■ DESCRIPTION OF THE TASK ■
Only one stretch of the data below should be repeated: the lines from the line containing "Every instance of the wooden post in" through the line containing "Every instance of the rippled", inclusive, exactly as they are.

[Point-per-instance localization data]

──────────────────────────────

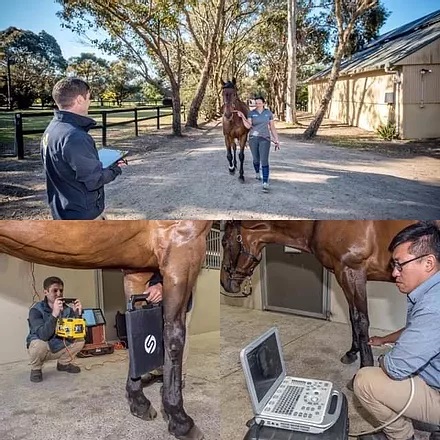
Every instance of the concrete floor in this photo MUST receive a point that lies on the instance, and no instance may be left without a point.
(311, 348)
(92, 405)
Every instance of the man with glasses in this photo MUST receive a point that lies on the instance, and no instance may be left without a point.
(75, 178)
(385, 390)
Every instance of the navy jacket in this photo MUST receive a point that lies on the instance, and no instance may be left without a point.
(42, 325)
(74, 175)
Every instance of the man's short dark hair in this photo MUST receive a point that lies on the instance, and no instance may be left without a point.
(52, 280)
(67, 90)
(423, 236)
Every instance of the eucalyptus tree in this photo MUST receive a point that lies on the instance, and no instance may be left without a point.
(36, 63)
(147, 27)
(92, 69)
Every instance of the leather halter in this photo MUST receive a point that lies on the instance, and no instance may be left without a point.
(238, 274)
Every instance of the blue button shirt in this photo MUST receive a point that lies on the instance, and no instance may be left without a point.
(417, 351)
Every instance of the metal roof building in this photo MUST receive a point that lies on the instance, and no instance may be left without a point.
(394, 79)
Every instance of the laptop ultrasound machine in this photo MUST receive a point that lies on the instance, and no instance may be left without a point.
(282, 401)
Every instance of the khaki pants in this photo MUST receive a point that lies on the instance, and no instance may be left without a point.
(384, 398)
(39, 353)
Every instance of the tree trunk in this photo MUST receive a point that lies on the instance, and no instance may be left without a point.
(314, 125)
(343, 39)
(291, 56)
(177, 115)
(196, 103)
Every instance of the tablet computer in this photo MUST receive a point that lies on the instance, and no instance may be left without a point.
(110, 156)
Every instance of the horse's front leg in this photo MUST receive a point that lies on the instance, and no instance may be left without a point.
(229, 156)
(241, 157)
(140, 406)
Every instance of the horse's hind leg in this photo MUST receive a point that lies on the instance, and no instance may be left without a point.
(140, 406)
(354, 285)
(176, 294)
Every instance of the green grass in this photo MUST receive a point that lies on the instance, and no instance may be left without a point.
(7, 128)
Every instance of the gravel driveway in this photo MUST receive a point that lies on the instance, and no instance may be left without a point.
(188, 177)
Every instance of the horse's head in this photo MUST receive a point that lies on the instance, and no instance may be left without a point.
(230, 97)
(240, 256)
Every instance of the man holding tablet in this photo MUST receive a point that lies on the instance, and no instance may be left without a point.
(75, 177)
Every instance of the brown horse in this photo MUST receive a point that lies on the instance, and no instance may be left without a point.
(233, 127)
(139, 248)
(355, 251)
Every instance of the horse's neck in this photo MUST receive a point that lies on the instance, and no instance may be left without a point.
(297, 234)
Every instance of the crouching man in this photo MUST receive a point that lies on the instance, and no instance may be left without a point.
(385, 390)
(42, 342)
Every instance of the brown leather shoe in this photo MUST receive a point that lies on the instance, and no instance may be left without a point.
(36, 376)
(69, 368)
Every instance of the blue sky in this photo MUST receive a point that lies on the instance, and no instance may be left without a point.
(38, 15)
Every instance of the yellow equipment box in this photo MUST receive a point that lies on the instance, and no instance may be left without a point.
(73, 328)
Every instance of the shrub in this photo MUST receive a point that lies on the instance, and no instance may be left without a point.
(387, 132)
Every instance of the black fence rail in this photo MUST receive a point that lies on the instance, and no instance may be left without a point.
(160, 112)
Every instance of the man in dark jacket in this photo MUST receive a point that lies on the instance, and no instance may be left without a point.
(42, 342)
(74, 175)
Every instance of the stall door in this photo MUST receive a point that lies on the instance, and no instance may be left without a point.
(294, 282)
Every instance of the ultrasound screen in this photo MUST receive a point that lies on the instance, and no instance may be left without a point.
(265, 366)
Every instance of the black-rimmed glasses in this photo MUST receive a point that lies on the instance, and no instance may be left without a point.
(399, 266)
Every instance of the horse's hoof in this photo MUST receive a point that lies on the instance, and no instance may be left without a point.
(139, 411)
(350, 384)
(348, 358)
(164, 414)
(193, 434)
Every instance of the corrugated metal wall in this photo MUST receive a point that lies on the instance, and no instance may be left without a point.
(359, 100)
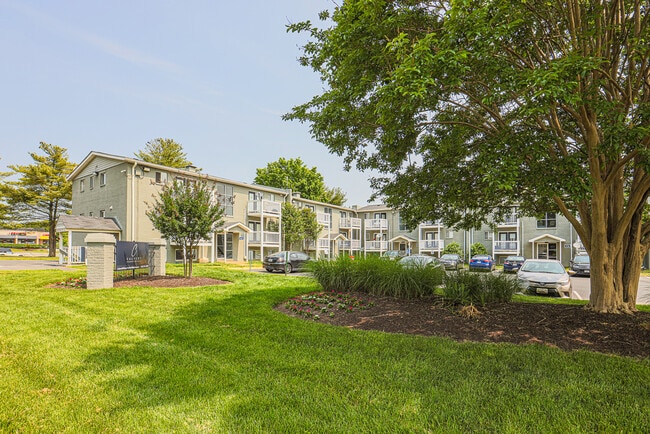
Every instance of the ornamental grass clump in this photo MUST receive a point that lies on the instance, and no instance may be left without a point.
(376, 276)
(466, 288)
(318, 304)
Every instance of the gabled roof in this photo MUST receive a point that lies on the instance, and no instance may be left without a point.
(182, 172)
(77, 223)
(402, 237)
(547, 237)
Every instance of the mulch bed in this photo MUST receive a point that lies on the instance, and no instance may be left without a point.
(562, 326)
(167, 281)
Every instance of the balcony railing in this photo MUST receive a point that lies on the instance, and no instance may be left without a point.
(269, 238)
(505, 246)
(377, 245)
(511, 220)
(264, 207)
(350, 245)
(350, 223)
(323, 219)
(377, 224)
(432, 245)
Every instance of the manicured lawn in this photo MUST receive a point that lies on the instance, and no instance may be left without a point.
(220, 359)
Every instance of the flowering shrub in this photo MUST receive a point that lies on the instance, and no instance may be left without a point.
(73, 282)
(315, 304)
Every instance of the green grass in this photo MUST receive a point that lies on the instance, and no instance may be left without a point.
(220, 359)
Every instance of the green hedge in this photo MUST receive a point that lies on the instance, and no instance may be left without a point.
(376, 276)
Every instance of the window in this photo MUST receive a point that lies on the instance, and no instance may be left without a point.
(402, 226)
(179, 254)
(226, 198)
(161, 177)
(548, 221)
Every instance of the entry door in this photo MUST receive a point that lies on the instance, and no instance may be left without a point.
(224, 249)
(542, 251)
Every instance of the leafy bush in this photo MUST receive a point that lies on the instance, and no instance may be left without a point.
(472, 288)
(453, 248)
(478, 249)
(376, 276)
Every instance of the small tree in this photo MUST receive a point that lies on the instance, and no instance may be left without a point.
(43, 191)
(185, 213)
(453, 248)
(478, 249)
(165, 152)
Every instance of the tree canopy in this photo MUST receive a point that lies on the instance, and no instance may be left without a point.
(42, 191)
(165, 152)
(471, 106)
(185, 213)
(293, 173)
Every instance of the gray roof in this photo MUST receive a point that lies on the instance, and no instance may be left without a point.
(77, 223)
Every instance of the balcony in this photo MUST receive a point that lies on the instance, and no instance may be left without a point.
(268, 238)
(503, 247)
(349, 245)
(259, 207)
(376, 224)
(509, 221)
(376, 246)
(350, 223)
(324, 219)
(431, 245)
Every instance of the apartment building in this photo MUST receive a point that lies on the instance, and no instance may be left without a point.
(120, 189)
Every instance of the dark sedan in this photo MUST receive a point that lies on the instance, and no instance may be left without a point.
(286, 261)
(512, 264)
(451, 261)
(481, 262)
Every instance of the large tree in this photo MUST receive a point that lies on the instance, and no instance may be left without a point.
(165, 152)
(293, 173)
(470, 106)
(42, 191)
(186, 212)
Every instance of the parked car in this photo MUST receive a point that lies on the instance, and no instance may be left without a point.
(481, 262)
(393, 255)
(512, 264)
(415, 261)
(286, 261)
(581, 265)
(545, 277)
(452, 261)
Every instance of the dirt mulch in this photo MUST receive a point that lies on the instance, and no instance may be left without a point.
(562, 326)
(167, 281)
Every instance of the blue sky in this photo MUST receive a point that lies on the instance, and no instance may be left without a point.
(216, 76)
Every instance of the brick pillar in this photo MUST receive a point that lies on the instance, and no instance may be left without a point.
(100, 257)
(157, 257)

──────────────────────────────

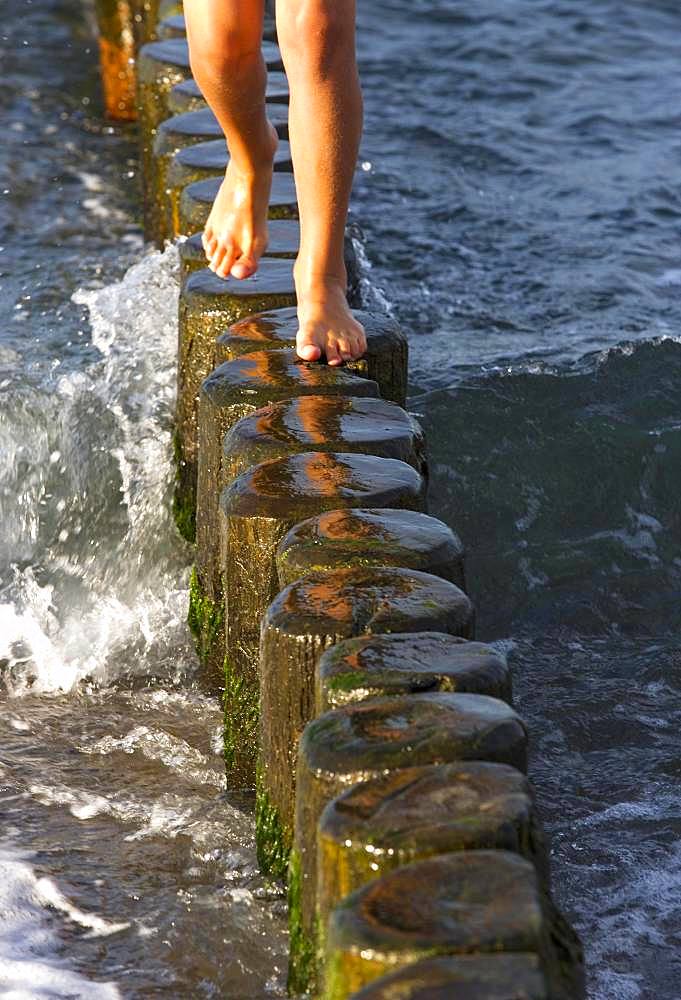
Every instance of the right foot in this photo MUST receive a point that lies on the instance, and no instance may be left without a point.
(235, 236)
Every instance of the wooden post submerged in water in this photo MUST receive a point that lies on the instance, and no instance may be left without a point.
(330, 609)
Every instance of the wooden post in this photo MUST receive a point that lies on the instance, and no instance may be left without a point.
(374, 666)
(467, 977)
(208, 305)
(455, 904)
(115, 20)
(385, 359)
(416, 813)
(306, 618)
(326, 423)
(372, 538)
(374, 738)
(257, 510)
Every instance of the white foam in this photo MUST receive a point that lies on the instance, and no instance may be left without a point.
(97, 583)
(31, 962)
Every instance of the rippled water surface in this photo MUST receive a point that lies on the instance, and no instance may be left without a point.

──────────────────────────────

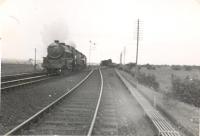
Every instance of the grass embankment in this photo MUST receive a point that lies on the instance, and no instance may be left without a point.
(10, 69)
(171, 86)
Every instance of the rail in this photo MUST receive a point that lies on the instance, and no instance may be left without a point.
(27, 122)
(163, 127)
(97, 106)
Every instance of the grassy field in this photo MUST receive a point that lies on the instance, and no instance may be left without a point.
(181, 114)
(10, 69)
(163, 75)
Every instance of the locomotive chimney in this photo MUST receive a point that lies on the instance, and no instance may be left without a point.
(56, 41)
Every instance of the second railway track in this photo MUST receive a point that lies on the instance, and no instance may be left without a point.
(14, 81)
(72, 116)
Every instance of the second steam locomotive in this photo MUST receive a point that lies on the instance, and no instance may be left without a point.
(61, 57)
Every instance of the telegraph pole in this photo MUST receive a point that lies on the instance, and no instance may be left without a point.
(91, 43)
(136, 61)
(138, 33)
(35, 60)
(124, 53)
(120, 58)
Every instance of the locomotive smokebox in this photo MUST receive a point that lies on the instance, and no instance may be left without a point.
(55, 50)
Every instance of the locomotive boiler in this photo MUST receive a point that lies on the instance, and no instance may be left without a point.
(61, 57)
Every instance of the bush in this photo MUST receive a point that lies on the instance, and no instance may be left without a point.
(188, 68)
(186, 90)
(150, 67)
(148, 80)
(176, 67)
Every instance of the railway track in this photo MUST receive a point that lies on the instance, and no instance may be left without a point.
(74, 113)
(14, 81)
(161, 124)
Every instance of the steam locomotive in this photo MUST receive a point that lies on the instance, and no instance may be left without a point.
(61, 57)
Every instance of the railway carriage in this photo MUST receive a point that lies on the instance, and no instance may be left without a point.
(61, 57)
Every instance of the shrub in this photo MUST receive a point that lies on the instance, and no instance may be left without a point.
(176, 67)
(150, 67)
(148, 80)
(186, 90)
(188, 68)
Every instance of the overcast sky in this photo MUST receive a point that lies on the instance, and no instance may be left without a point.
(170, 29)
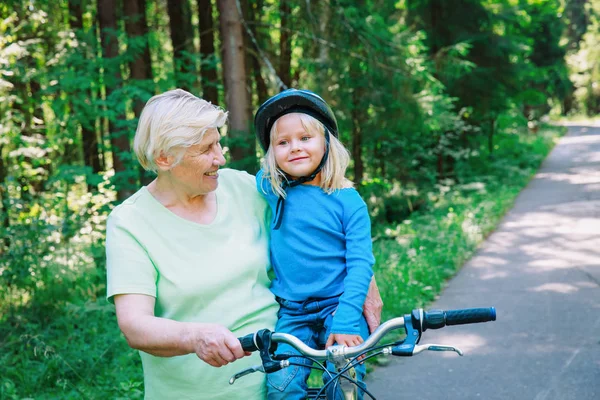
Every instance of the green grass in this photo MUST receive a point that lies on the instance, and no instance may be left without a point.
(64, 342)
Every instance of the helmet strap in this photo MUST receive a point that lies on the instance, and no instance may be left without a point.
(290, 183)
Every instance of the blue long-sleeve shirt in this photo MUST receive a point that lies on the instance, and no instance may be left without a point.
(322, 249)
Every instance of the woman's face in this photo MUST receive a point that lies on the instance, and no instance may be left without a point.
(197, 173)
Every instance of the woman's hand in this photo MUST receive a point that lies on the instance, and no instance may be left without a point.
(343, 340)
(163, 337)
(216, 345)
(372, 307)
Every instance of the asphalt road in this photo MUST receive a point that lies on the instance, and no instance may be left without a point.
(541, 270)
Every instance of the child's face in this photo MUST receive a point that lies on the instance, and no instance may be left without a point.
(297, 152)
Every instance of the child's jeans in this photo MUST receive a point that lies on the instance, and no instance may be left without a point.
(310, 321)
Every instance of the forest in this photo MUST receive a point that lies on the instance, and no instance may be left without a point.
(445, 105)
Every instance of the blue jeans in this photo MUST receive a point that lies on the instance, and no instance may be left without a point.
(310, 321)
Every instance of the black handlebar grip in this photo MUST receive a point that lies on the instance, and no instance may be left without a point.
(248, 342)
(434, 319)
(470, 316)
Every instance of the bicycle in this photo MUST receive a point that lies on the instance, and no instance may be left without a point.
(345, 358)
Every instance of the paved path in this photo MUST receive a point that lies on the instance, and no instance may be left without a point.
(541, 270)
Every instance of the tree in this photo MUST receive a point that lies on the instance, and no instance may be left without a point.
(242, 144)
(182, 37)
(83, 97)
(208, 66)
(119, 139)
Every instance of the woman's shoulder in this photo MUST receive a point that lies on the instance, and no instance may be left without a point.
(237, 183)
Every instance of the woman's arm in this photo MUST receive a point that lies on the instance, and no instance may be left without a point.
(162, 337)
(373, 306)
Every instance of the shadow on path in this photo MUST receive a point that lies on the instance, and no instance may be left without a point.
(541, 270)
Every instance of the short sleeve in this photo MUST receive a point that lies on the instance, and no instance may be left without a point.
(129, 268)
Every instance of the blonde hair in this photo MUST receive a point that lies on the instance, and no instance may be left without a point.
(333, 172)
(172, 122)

──────────────────────────────

■ THE ANSWER ■
Every instance of the wooden post in this photo MUST receive a point that lies on the instance, and no instance may be left without a point.
(374, 666)
(467, 977)
(208, 305)
(455, 904)
(115, 20)
(385, 359)
(416, 813)
(306, 618)
(326, 423)
(372, 538)
(374, 738)
(257, 510)
Every instance of the white foam in this photo MUST receive a point that lies on the instance, and no instance may be left without a point.
(97, 583)
(31, 962)
Every instance of the rippled water surface in this photo MUST receive a point that lies on the instance, and no instance may be left without a point.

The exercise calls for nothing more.